### À faire
1) Réponds aux questions suivantes à partir du texte source sur le bang gang, en marquant tes réponses (a), (b), (c) :
(a) De quoi manque la ville côtière hors saison ?
(b) À quoi la sexualité est-elle associée quand elle devient une activité sociale ?
(c) Sur quel site la vidéo de George se retrouve-t-elle ?
2) Pour chaque affirmation, dis si elle s'accorde avec le texte source sur le bang gang (oui ou non). Cite à chaque fois les mots du texte qui tranchent :
(a) Les ados se retrouvent tous un après-midi de pluie au bord d'une piscine.
(b) Les participants voulaient diffuser largement la vidéo.
(c) L'un des ados fait de la musique sur son ordinateur.
3) Reprends le texte source sur le bang gang là où il s'arrête et poursuis-le.

### Texte source

En outre, l'activité sexuelle semble ici représenter un palliatif à l'ennui que semblent éprouver les personnages au cœur des quartiers résidentiels de la station balnéaire dans laquelle ils vivent. Sans doute à l'instar de beaucoup de villes côtières, celle-ci manque de vie hors saison. En dehors de la vie lycéenne, les activités des ados sont ici limitées: l'une passe son temps à poser des selfies sur Facebook, l'autre mate des épreuves sportives à la télé affalé sur son canapé, un autre encore participe à des séances clandestines de combat quand il ne fait pas de la musique sur son ordi, tous réunis se rassemblent un après-midi de pluie au bord d'une piscine à ne rien faire. Le bang gang est alors un palliatif, un moyen de mettre du piment dans un quotidien duquel on veut échapper, de quitter cet ordinaire - aussi difficile soit-il pour certains - dont on cherche la fuite. La sexualité se définit alors en tant qu'activité sociale, associée à la prise d'alcools et de drogues.Afin de casser la monotonie du quotidien et de rompre encore plus avec la norme et les conventions, c'est alors qu'émerge l'idée de filmer les bang gang, cette euphorie et cette jouissance collective à laquelle on associe désormais une notion de performance. Il ne s'agit même plus de s'appréhender en tant qu'individu, en tant que soi, mais plutôt tel un rôle au sein d'un jeu sexuel, où il s'agit d'enchaîner les prouesses ensuite soumises à évaluation des pairs et de soi-même, ou quand le jugement ne disparaît pas complètement... Cette quête d'une identité à travers la volonté d'appartenir à un groupe devient un leurre, puisque c'est une mise en scène de soi, et non la révélation de son identité réelle à laquelle on prétend, comme si tout cela était un fake, dans lequel l'artificialité de l'événement dépassant le besoin et l'envie d'assouvissement de désirs mutuellement partagés. Seulement, en filmant ces bang gang en vertu d'une volonté d'en limiter la diffusion au cadre des participants, ces derniers n'ont pas mesuré les conséquences de leurs actes puisque, ô surprise, la vidéo mettant en scène George et le défilé de mecs se retrouvera sur You Tube.

### Données fournies
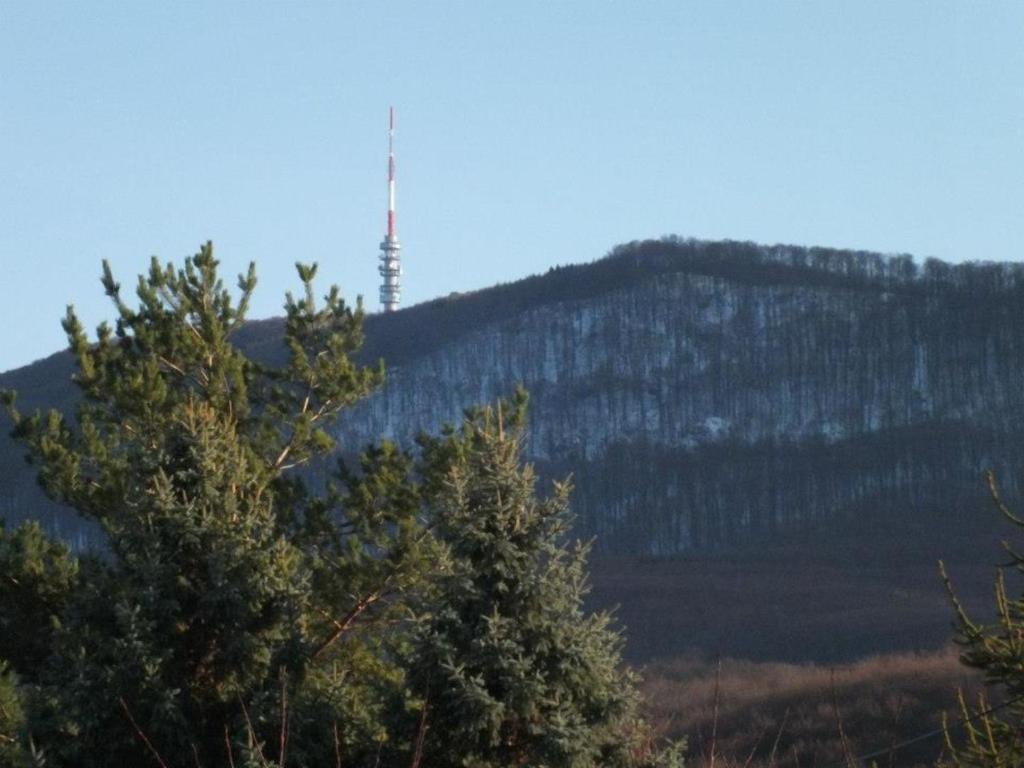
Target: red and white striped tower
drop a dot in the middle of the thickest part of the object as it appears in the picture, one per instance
(390, 267)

### Réponses par consigne
1)
(a) Elle manque de vie.
(b) À la prise d'alcools et de drogues.
(c) Sur You Tube.

2)
(a) Oui : « tous réunis se rassemblent un après-midi de pluie au bord d'une piscine à ne rien faire ».
(b) Non : « en vertu d'une volonté d'en limiter la diffusion au cadre des participants ».
(c) Oui : « quand il ne fait pas de la musique sur son ordi ».

3)
"C'est médiocre.. Des jeunes font la révolution et vous, vous revendiquez le droit de baiser toujours plus"


C'est alors que survient l'éclatement de la bulle, de la communauté, le bang (attendu) du gang. Finie l'insouciance, retour à la réalité froide et implacable, celle qui ne fait pas de cadeaux et qui nous sort du leurre. La vérité est alors révélée au grand jour, le scandale éclate, moral et sanitaire. Comme si l'adolescence en tant qu'épreuve personnelle ne suffisait pas, comme si nos héros ne voulaient déjà pas se soustraire au regard d'autrui, les voilà jugés sur la place publique. Par obligation, la cellule familiale est tenue informée et intervient, de manière différenciée selon les parents, du silence à la réprobation, en passant par la fuite et la déception.


Le père de Gabriel estime qu'on peut baiser comme on veut, mais que cette revendication du droit à une sexualité toujours plus libre et croissante est médiocre, comme s'il exprimait une déception vis-à-vis du manque d'aspiration et d'engagement de cette génération (thèse discutable si nous nous référons aux travaux de la sociologue Anne Barrère, qui mettent en évidence l'existence d'une éducation buissonnière, de formes d'engagement dépassant les traditionnelles structures institutionnelles). La mère de George exprime la réprobation à travers une réaction d'une violence physique et verbale inouïe: elle veut foutre celle qu'elle traite de "traînée" dehors, l'exclure de la légitimité du cercle familial. Cette dernière trouvera son salut dans les bras de Gabriel, avec lequel elle va vivre son histoire d'amour moderne. La mère d'Alex, que ce dernier rejoindra au Maroc, préférera le silence au jugement, tandis que le père de Laetitia optera pour la fuite.


Pour tous, ce bang gang marque la fin d'une époque, d'une expérience au caractère mythique, d'une histoire moderne qui se muera en légende dans les couloirs du lycée. La dislocation de cette communauté d'appartenance, à laquelle plus personne ne souhaite désormais s'identifier, engendre la fin d'une solidarité tacite et collective, ainsi que la rupture avec un cercle amical, qui s'expriment via la fuite ou la recherche d'un nouveau départ hors du cadre territorial de cette fiction réelle.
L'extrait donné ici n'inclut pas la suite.